Return the records verbatim.

> Stored data entries:
-.-.-

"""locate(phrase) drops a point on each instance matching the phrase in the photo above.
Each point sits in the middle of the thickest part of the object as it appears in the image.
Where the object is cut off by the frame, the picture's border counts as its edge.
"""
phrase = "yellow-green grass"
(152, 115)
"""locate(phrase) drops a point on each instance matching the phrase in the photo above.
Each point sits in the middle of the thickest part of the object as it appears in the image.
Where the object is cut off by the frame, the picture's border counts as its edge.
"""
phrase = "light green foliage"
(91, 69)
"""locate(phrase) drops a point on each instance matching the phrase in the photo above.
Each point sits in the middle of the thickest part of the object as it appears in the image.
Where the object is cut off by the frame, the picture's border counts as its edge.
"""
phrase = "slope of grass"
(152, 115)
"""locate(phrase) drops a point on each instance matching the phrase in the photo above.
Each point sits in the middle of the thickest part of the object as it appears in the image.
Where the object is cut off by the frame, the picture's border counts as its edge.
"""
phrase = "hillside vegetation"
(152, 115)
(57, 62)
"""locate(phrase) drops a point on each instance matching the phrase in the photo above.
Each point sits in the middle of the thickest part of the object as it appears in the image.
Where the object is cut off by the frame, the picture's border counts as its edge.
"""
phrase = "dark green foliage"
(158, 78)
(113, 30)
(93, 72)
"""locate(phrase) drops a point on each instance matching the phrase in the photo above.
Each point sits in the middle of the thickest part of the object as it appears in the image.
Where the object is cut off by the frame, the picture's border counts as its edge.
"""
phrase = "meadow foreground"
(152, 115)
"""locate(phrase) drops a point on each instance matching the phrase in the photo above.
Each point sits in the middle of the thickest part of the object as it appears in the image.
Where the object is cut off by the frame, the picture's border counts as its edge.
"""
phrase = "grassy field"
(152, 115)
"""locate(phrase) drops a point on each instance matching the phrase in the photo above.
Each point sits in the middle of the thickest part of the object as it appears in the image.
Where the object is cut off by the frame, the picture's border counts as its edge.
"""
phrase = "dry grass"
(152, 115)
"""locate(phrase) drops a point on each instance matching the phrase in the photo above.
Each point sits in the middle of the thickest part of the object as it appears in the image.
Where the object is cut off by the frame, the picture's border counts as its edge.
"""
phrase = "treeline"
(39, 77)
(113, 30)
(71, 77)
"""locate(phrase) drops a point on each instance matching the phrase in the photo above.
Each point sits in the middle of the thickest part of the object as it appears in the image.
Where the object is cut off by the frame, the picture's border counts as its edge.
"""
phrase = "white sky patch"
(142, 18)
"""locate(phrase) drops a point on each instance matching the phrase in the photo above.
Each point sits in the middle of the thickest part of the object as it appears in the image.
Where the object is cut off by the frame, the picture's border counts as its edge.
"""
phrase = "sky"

-.-.-

> Written answer:
"""locate(phrase) drops a point on each instance matching the phrase in the photo above.
Each point sits in the middle of the thickest part of the object as it appears in the image.
Where the object is cut off by the frame, the picture's border counts as its edge.
"""
phrase = "yellow-green grass"
(152, 115)
"""locate(phrase) drops a point on each instance matching the phrase in the photo above.
Each point sits in the middle of the thickest part of the object as it appears in the image.
Where the object is cut off by the frame, the picture's border counts as its edge.
"""
phrase = "light green foliage"
(91, 69)
"""locate(phrase) drops a point on each instance matching the phrase in the photo above.
Each point sits in the middle of the thickest part of the object as it appears in the image.
Where the object is cut off by the frame, the picture's border counts as its edge.
"""
phrase = "slope of grass"
(152, 115)
"""locate(phrase) drops a point on each instance matching the phrase in the photo above.
Each point sits in the middle of the thickest part of the object as it appears in the image.
Where the object is cut off by the frame, the picture's border counts as its edge.
"""
phrase = "hillside vegetation"
(152, 115)
(57, 62)
"""locate(phrase) drops a point on each instance matching the phrase in the photo above.
Each point sits in the middle of the thickest part of the object as it appears in the image.
Where the object is cut off by the frame, the picture's border counts as its edge.
"""
phrase = "dark green foliage"
(158, 78)
(113, 30)
(93, 72)
"""locate(phrase) drops a point on each instance matching the phrase in the photo above.
Each point sits in the middle of the thickest part of the object as it appears in the image.
Where the object is cut off by the frame, the picture's border counts as its edge.
"""
phrase = "meadow foreground"
(152, 115)
"""locate(phrase) drops a point on each instance matching the phrase in the photo above.
Each point sits in the middle of the thickest part of the object as it appears in the image.
Where the object is cut off by the frame, the picture's border counts as its edge.
"""
phrase = "grassy field"
(152, 115)
"""locate(phrase) drops a point on each instance matching the phrase in the photo above.
Each point sits in the middle of the thickest part of the object as it appears in the image.
Where the object is cut off by the frame, the picture's border counts as its edge.
"""
phrase = "dry grass"
(152, 115)
"""locate(phrase) drops a point on each instance matching the phrase in the photo above.
Each point sits in the middle of the thickest part of the object as it appears in the image.
Where the object is cut off by the frame, the picture's border counts as its edge.
"""
phrase = "treeline"
(39, 77)
(113, 30)
(71, 77)
"""locate(phrase) drops a point on each instance matching the phrase in the photo above.
Each point sits in the middle of the thickest part of the object as it appears in the image.
Where the object is cut off by the frame, the picture's border counts as its edge.
"""
phrase = "white sky patch"
(142, 18)
"""locate(phrase) drops a point on each instance matching the phrase in the photo above.
Each point sits in the middle of the thickest part of the object as it appears in the image.
Where the object is cut off by the frame, the picture's border counts as its edge.
"""
phrase = "sky"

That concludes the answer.